● **Job**
Reproduce the records below exactly, leaving out any pictures.

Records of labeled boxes
========================================================================

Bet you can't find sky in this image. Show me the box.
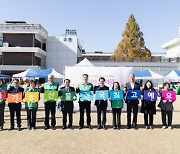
[0,0,180,53]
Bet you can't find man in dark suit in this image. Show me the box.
[59,79,75,129]
[125,74,140,129]
[94,77,109,129]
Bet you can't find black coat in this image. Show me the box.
[94,85,109,107]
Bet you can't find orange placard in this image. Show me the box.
[7,92,22,103]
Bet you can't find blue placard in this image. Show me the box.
[79,91,94,101]
[127,90,141,100]
[95,90,109,100]
[144,90,158,101]
[110,90,123,100]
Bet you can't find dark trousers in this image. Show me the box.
[79,101,91,127]
[144,113,153,126]
[97,105,107,125]
[44,102,56,127]
[27,108,37,128]
[61,101,74,126]
[127,102,138,127]
[161,109,173,126]
[8,103,21,127]
[112,108,122,128]
[0,103,5,127]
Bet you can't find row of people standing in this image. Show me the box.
[0,74,176,130]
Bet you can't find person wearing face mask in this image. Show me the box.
[0,79,7,131]
[158,82,174,129]
[94,77,109,129]
[7,79,24,131]
[141,80,156,129]
[125,74,140,130]
[40,74,58,130]
[59,79,75,129]
[25,80,40,130]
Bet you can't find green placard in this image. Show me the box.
[61,91,76,101]
[44,90,58,101]
[111,100,123,108]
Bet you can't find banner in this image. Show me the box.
[144,90,158,101]
[44,90,58,101]
[110,90,123,100]
[127,90,141,100]
[162,91,176,101]
[0,90,6,100]
[25,92,39,103]
[95,90,109,100]
[79,91,94,101]
[7,92,22,103]
[61,91,76,101]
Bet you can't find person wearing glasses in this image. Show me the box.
[7,79,24,131]
[40,74,58,130]
[0,79,7,131]
[76,74,93,129]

========================================================================

● **Final result**
Bet you can't find sky in this image. Show me the box.
[0,0,180,53]
Bet you can't find man in dark suit in this image. Show me the box.
[59,79,75,129]
[125,74,140,129]
[94,77,109,129]
Bet you can't find black coat in this image. Show me the box.
[94,85,109,107]
Bet you can't find orange placard in this image. Show me the box.
[7,92,22,103]
Bet you can't find blue placard in this image. Show me the box.
[79,91,94,101]
[127,90,141,100]
[95,90,109,100]
[144,90,158,101]
[110,90,123,100]
Bet you can't find dark trousers in this image. Show me the box.
[79,101,91,127]
[144,113,153,126]
[97,105,107,125]
[44,102,56,127]
[27,108,37,128]
[61,101,74,126]
[127,102,138,127]
[161,109,173,126]
[8,103,21,127]
[112,108,122,128]
[0,103,5,127]
Bet you can't find row of people standing in this image. Show me the box.
[0,74,176,130]
Bet you can't find person wearing face mask in this image. Show me the box.
[0,79,7,131]
[158,82,174,129]
[94,77,109,129]
[7,79,24,131]
[141,80,156,129]
[125,74,140,130]
[40,74,58,130]
[59,79,75,129]
[25,80,40,130]
Bet you can't find green placard in this image. Show me the box.
[61,91,76,101]
[44,90,58,101]
[111,100,123,108]
Bet you can't find banner in this image. Show me the box.
[144,90,158,101]
[44,90,58,101]
[110,90,123,100]
[127,90,141,100]
[162,91,176,101]
[0,90,6,100]
[25,92,39,103]
[95,90,109,100]
[79,91,94,101]
[7,92,22,103]
[61,91,76,101]
Bet you can't find person wearing glasses in this image. Show me the box.
[7,79,24,131]
[40,74,58,130]
[0,79,7,131]
[76,74,93,129]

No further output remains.